(Beginning of Source data)

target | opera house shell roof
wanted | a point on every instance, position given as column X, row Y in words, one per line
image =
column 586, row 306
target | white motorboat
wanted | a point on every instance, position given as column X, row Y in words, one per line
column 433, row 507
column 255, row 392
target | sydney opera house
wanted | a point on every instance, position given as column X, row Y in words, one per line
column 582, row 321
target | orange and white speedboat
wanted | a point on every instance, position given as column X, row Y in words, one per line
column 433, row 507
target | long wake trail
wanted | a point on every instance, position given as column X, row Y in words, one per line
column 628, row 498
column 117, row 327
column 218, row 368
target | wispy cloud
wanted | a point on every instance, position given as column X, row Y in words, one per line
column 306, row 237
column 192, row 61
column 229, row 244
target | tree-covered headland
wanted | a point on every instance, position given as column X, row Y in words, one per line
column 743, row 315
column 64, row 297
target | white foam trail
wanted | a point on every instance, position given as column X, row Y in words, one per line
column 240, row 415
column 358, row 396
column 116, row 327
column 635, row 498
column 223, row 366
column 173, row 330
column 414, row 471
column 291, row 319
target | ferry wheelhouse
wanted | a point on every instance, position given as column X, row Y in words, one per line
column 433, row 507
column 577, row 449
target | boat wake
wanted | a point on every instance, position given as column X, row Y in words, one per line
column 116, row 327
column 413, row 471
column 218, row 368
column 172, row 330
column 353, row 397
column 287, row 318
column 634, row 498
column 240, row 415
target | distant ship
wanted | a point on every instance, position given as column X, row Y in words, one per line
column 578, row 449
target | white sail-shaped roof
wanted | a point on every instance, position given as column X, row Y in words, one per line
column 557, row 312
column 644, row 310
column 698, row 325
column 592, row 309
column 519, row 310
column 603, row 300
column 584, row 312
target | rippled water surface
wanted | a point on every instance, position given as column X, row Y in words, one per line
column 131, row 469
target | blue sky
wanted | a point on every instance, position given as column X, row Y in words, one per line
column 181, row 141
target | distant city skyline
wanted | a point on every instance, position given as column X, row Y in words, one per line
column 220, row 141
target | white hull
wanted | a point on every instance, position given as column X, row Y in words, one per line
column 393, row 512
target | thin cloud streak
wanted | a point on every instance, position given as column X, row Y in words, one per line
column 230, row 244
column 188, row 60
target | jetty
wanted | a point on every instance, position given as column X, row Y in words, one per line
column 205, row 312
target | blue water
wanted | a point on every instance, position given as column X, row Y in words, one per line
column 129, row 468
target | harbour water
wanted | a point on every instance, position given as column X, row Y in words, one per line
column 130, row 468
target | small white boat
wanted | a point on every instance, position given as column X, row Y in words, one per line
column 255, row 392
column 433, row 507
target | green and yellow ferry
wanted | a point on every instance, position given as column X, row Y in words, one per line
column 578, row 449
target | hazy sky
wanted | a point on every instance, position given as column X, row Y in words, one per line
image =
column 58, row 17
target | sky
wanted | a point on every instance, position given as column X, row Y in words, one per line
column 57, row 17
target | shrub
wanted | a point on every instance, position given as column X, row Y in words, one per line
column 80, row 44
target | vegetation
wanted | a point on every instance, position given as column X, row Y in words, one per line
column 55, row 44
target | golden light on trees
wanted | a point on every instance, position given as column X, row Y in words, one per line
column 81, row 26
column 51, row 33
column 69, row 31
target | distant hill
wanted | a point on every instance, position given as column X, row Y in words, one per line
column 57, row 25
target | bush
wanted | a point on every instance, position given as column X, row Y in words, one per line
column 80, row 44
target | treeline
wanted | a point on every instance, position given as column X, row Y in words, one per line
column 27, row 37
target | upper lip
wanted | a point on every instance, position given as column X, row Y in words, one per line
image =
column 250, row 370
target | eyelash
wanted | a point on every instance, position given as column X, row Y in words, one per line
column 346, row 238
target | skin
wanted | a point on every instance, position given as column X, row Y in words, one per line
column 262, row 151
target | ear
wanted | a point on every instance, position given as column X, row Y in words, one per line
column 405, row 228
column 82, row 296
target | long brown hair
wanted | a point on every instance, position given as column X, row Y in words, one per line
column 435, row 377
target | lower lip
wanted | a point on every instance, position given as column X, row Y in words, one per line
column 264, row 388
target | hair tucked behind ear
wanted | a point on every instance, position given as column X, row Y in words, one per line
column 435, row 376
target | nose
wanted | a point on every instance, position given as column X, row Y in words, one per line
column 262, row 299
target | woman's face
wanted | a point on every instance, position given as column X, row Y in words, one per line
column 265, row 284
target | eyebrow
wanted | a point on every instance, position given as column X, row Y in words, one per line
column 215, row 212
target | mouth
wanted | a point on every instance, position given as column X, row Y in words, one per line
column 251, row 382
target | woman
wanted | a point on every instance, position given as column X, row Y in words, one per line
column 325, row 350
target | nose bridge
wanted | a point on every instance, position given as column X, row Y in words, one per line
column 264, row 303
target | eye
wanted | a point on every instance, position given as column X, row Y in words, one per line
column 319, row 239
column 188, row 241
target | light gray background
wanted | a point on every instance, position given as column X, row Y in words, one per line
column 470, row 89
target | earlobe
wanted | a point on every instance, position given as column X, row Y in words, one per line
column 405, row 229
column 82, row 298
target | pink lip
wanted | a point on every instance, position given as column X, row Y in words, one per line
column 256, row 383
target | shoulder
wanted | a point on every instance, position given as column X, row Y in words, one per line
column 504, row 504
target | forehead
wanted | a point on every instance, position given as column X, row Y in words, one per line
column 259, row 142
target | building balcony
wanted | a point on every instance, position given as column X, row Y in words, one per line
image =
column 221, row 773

(End of Source data)
(Beginning of Source data)

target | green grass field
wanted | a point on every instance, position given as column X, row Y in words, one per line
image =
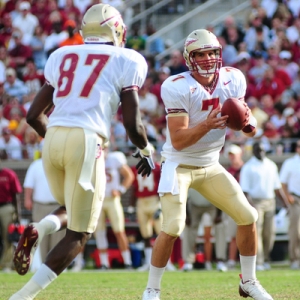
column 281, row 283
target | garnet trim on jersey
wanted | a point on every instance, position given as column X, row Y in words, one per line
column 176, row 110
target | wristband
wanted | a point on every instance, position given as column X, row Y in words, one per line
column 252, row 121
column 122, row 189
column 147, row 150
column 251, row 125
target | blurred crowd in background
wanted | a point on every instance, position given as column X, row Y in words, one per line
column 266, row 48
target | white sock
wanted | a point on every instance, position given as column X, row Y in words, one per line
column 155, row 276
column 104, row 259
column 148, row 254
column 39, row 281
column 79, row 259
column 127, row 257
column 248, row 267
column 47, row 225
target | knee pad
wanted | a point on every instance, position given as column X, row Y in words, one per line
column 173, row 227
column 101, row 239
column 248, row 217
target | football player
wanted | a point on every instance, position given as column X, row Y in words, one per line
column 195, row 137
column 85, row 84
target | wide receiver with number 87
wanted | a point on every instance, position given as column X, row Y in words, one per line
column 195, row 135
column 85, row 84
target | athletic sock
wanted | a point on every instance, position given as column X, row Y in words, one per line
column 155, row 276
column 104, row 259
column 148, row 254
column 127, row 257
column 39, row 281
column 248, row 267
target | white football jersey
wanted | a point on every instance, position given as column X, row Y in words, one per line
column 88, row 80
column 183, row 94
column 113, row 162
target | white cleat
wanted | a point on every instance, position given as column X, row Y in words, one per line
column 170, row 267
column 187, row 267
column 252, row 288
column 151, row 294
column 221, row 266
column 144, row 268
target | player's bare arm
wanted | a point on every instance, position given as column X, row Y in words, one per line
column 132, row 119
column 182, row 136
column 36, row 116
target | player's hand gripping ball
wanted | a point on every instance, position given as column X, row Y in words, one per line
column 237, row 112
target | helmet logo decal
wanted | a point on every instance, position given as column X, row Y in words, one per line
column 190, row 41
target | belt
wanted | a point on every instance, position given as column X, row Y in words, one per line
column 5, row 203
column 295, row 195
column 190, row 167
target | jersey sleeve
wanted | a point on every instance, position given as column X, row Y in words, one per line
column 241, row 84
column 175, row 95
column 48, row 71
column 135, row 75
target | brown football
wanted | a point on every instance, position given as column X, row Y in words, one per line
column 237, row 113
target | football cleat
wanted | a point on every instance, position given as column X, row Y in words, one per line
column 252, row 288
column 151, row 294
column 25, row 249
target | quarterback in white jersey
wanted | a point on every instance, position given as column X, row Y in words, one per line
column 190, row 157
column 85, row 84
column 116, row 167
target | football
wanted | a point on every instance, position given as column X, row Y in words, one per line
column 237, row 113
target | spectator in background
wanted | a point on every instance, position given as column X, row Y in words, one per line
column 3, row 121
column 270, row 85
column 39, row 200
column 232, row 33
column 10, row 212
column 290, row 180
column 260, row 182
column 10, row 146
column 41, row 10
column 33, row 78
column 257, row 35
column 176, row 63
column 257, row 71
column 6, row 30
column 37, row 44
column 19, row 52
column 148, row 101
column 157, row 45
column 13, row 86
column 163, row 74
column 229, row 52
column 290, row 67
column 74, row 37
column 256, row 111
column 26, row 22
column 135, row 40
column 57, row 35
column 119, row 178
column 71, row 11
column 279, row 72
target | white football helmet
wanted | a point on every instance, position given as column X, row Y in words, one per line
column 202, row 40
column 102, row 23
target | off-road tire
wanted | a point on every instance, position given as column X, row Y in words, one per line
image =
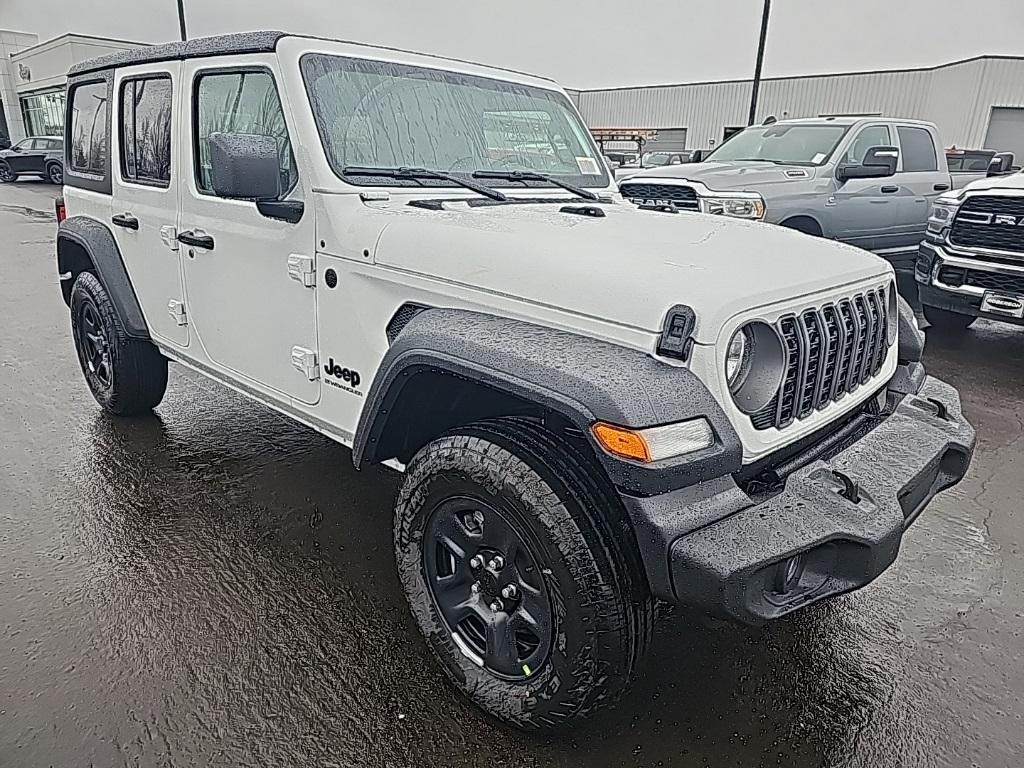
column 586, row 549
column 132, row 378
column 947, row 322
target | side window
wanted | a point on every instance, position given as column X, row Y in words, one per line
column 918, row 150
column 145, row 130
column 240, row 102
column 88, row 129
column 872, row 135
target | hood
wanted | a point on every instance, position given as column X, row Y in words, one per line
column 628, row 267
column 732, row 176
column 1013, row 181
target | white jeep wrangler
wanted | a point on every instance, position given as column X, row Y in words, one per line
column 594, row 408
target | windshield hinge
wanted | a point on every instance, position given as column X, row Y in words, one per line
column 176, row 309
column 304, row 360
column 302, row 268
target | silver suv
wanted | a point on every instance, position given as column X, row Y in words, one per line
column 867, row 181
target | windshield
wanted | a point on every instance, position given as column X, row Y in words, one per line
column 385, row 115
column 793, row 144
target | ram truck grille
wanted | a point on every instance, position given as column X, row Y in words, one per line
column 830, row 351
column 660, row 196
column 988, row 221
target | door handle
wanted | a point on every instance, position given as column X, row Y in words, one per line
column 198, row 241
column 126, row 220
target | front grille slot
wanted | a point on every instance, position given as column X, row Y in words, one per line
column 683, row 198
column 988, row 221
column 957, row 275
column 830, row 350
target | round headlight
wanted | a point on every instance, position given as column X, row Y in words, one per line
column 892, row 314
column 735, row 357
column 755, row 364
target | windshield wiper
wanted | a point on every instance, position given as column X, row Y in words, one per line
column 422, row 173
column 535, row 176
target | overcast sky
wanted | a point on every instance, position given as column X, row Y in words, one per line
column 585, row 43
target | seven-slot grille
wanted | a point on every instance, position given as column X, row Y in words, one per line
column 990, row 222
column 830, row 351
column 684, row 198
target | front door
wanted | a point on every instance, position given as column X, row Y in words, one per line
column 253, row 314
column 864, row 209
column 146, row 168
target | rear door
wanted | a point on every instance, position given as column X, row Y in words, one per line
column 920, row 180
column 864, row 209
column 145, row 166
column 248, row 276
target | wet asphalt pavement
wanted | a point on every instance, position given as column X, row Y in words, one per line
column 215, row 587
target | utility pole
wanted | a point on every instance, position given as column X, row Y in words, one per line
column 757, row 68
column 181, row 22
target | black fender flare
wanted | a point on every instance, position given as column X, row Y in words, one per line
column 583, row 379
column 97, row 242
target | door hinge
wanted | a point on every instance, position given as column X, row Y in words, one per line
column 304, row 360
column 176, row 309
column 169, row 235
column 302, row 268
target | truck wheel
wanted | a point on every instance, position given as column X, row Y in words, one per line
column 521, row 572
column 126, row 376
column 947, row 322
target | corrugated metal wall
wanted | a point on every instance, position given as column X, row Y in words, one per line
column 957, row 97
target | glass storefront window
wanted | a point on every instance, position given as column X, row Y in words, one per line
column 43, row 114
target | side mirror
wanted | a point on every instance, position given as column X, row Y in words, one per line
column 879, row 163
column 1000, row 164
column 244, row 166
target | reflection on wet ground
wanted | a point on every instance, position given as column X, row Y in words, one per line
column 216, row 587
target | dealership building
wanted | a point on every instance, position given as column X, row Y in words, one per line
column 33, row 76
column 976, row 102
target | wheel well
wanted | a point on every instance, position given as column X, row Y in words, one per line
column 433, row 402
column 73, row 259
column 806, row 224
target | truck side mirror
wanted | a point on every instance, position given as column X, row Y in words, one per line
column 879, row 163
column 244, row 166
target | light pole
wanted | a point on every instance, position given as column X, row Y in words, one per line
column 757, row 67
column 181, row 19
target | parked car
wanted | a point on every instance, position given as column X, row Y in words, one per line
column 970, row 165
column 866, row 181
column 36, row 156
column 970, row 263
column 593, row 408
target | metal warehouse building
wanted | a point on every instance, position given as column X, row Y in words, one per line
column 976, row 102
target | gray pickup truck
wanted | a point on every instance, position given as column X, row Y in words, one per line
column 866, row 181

(End of Source data)

### Task statement:
In the entries above, one line contains "target | green and yellow ferry" and another contains "target | vegetation". Reproduce exactly those two lines and the lines between them, nothing else.

### Reply to the exercise:
target | green and yellow ferry
wanted | a point on every instance, position given as column X, row Y in words, one per line
column 578, row 449
target | hazy sky
wanted | a point on every instance, position given as column X, row Y in words, one per line
image =
column 58, row 17
target | sky
wanted | a point on every instance, position given as column X, row Y in words, one per line
column 57, row 17
target | shrub
wanted | a point on every instance, position given as column X, row Y in words, one per line
column 80, row 44
target | vegetation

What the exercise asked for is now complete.